# [Instructions to follow]
Return verbatim the run of lines that opens with the line holding "Detect white banner." and closes with the last line of the records.

# [Dataset excerpts]
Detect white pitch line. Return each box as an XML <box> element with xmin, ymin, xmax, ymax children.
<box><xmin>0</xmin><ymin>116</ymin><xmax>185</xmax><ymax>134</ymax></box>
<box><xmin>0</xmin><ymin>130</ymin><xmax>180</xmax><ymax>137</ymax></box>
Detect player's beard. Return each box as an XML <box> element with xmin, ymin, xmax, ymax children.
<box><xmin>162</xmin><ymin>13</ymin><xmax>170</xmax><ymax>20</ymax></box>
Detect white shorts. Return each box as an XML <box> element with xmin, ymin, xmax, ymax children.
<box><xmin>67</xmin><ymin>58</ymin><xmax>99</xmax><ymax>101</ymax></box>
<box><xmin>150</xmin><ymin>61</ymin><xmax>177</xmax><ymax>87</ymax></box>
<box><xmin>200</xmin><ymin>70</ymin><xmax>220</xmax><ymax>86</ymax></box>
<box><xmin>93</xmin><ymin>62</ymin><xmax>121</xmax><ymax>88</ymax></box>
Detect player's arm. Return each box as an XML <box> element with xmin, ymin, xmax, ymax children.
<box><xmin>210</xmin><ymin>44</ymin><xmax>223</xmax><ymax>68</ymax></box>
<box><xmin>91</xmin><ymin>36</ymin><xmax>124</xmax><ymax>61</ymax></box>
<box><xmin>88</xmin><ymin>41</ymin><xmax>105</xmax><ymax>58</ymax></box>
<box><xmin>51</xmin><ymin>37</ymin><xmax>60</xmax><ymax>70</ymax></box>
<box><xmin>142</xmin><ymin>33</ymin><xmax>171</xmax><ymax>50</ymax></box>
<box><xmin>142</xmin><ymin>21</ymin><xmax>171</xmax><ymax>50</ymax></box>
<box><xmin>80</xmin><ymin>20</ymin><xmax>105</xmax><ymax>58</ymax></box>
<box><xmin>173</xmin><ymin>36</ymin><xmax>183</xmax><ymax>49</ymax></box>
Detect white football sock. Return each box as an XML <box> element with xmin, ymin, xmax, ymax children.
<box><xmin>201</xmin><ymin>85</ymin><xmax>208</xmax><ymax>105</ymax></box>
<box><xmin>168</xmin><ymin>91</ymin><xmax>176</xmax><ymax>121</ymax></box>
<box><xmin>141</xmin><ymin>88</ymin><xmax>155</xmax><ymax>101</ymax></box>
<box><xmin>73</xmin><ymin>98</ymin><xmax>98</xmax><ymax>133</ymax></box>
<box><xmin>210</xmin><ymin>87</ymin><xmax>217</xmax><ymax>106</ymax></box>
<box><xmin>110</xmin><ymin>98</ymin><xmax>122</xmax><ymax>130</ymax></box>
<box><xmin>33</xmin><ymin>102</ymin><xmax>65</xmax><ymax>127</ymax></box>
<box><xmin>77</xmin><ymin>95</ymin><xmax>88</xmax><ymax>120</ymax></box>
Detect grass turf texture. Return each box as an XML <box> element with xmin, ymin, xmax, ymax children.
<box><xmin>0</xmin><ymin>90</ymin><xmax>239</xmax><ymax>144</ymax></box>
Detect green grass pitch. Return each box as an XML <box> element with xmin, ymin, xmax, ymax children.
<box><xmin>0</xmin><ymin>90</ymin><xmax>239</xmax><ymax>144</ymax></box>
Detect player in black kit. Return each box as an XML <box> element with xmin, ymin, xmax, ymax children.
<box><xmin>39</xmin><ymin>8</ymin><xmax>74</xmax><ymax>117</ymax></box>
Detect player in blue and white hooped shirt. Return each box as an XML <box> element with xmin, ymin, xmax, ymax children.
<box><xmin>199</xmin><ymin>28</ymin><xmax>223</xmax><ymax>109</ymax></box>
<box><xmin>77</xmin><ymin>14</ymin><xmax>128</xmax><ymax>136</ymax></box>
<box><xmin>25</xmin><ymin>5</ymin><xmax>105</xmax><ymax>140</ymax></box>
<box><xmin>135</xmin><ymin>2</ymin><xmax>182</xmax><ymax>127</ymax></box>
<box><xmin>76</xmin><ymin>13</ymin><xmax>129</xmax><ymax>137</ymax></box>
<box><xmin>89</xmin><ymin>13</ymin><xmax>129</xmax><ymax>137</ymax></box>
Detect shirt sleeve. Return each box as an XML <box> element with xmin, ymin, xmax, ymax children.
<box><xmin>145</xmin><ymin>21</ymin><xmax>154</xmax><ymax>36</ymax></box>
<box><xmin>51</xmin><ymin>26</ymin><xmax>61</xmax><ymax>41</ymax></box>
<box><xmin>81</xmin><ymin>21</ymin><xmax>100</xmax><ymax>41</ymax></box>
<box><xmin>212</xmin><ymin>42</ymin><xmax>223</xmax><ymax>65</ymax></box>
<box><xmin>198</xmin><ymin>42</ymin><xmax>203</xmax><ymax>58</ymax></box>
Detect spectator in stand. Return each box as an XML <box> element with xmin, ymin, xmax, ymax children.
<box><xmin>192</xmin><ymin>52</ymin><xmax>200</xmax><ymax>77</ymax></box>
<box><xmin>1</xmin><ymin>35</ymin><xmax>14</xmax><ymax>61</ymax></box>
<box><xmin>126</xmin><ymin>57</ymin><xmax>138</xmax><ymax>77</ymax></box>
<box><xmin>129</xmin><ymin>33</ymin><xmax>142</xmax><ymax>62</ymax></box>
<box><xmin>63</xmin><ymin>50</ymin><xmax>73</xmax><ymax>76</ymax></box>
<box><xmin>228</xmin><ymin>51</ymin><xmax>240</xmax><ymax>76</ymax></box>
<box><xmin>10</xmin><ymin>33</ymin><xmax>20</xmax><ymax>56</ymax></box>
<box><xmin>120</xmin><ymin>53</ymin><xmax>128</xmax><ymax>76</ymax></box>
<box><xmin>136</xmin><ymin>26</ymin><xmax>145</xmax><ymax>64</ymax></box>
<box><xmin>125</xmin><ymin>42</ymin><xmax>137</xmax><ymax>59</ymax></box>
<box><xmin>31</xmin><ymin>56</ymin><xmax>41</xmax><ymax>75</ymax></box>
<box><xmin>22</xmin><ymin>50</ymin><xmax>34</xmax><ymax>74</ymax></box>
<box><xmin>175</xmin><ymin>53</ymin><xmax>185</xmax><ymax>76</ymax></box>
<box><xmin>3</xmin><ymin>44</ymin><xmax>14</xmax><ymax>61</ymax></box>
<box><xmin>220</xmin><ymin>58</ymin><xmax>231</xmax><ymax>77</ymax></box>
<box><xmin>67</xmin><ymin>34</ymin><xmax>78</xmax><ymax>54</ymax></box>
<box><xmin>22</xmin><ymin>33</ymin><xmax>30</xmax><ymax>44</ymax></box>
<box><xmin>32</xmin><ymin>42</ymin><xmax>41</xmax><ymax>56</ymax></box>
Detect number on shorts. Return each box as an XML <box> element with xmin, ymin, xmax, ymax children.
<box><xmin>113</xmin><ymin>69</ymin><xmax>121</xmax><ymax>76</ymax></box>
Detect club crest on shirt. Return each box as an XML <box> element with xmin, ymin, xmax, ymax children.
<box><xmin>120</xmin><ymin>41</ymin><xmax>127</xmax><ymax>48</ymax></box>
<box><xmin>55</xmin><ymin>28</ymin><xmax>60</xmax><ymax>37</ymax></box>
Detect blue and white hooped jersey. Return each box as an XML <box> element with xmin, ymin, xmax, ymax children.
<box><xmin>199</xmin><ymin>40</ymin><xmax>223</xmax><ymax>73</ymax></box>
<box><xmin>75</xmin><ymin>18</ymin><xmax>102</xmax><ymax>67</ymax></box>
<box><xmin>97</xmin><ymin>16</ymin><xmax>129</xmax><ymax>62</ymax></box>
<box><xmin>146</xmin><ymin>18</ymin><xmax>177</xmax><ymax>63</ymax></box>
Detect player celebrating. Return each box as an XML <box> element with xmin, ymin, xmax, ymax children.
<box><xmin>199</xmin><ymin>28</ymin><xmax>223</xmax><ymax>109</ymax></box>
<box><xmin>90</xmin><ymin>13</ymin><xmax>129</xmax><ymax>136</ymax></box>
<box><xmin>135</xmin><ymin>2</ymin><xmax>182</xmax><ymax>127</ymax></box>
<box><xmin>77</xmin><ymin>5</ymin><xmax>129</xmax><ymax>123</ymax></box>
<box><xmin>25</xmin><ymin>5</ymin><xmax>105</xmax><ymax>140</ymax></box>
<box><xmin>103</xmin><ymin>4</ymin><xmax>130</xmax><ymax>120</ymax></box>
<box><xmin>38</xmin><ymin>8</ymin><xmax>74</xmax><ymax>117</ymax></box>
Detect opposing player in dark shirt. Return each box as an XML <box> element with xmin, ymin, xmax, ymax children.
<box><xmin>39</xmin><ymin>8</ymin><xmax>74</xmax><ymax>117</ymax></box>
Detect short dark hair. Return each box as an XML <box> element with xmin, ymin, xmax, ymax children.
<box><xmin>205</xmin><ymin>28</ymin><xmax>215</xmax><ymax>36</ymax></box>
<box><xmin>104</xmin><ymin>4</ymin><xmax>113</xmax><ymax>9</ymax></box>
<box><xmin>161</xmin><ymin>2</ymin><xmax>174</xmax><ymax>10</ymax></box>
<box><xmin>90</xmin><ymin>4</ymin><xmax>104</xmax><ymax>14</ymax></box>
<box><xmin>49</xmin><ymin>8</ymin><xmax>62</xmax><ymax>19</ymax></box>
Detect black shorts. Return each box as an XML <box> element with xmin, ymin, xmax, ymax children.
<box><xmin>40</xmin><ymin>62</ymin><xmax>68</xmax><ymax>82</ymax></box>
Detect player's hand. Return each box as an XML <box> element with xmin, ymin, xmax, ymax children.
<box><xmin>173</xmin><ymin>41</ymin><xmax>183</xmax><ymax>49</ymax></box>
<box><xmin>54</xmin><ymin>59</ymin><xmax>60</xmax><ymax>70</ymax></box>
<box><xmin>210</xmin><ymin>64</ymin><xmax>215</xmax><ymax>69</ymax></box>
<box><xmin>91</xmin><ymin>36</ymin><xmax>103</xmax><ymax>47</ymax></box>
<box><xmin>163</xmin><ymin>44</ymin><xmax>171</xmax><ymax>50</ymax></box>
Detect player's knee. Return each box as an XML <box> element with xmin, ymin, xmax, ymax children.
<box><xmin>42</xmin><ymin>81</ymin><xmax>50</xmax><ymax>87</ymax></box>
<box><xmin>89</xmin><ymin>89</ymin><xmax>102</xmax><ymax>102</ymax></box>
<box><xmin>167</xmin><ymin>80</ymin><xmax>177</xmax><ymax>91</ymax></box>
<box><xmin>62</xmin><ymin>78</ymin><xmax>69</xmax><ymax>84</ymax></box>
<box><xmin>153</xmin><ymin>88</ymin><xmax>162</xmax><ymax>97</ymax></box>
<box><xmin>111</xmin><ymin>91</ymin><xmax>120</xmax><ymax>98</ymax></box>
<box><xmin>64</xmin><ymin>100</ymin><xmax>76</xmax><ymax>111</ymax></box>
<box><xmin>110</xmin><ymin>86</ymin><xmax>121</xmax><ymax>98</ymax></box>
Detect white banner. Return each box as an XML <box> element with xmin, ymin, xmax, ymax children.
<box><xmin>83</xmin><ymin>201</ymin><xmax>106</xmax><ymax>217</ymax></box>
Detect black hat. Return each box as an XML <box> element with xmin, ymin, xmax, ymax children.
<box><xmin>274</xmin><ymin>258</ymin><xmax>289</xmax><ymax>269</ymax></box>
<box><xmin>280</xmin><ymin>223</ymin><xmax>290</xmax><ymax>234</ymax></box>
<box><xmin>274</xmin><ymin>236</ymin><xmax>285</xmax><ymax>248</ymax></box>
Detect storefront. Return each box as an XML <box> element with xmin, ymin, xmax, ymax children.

# [Reply]
Detect white banner. Return each box as an XML <box> element with xmin, ymin, xmax, ymax children.
<box><xmin>83</xmin><ymin>201</ymin><xmax>106</xmax><ymax>217</ymax></box>
Detect black hat. Return each box as an XML <box> element with xmin, ymin, xmax, ymax children.
<box><xmin>274</xmin><ymin>258</ymin><xmax>289</xmax><ymax>269</ymax></box>
<box><xmin>280</xmin><ymin>223</ymin><xmax>290</xmax><ymax>234</ymax></box>
<box><xmin>274</xmin><ymin>236</ymin><xmax>285</xmax><ymax>248</ymax></box>
Detect storefront. Return each box as an XML <box> element with xmin, ymin, xmax, ymax children.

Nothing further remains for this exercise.